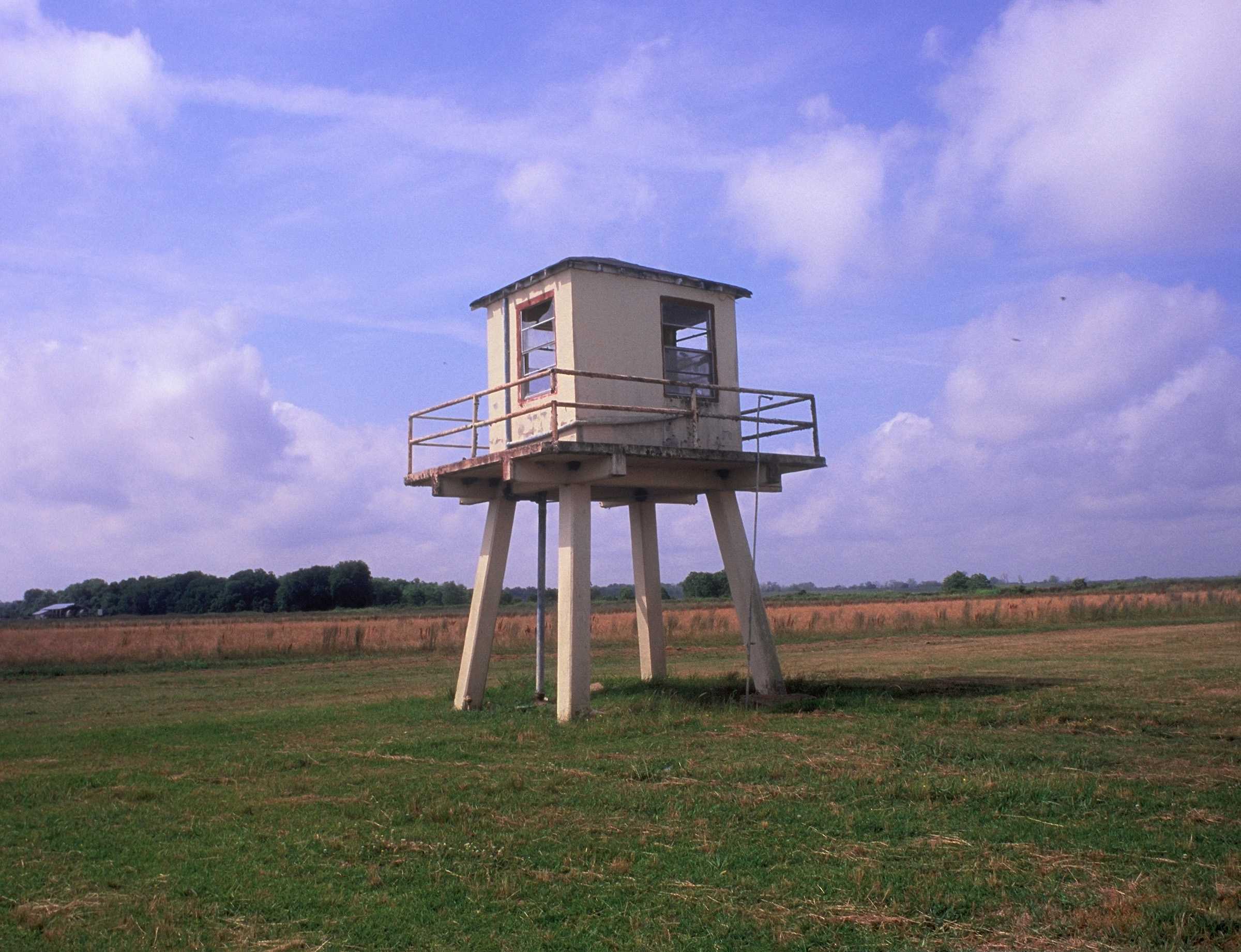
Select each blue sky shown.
[0,0,1241,598]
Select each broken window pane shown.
[518,298,556,397]
[661,298,715,398]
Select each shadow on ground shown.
[606,674,1081,710]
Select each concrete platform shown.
[404,440,826,505]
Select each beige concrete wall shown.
[570,269,741,449]
[479,268,741,452]
[479,270,576,452]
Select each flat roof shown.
[469,257,751,310]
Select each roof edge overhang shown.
[469,257,752,310]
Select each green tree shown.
[276,565,332,612]
[682,568,730,598]
[223,568,280,612]
[371,576,404,605]
[328,558,375,608]
[440,582,469,605]
[940,568,969,592]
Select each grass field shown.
[0,615,1241,951]
[0,587,1241,670]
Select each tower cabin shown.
[404,257,824,720]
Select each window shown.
[660,298,715,397]
[518,297,556,400]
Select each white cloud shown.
[797,93,843,123]
[938,0,1241,247]
[922,26,948,63]
[0,0,167,145]
[944,276,1223,442]
[729,125,896,292]
[0,313,479,597]
[769,276,1241,581]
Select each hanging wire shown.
[746,394,775,707]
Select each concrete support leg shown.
[629,503,668,682]
[706,490,784,694]
[556,483,591,721]
[453,499,518,711]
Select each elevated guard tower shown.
[404,257,824,720]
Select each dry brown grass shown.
[0,590,1241,667]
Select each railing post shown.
[690,387,699,446]
[469,394,478,459]
[810,394,822,456]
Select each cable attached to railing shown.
[746,394,775,707]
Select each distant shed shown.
[31,602,90,618]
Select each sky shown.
[0,0,1241,599]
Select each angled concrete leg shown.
[556,483,591,721]
[706,490,784,694]
[629,503,668,682]
[453,499,518,711]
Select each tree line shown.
[0,558,471,618]
[0,558,1141,618]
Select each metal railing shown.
[407,367,819,474]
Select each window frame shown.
[659,295,720,402]
[512,289,559,406]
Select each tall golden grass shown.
[0,590,1241,668]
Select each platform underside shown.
[404,440,826,505]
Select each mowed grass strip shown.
[0,622,1241,949]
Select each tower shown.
[404,257,824,720]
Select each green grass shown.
[0,622,1241,949]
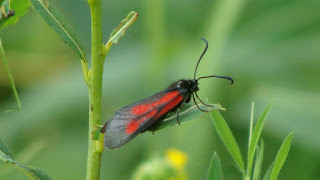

☆ ☆ ☆ ☆ ☆

Преобразуйте в JSON-список строк отрывок от строки с "Select each grass field shown." до строки с "[518,297,556,400]" включительно. Каждой строке отрывка должна соответствовать одна строка списка, пустые строки пропустите.

• Решение:
[
  "Select each grass field shown.",
  "[0,615,1241,951]",
  "[0,587,1241,670]",
  "Select each tower cabin shown.",
  "[404,257,824,720]",
  "Select each window shown.",
  "[660,298,715,397]",
  "[518,297,556,400]"
]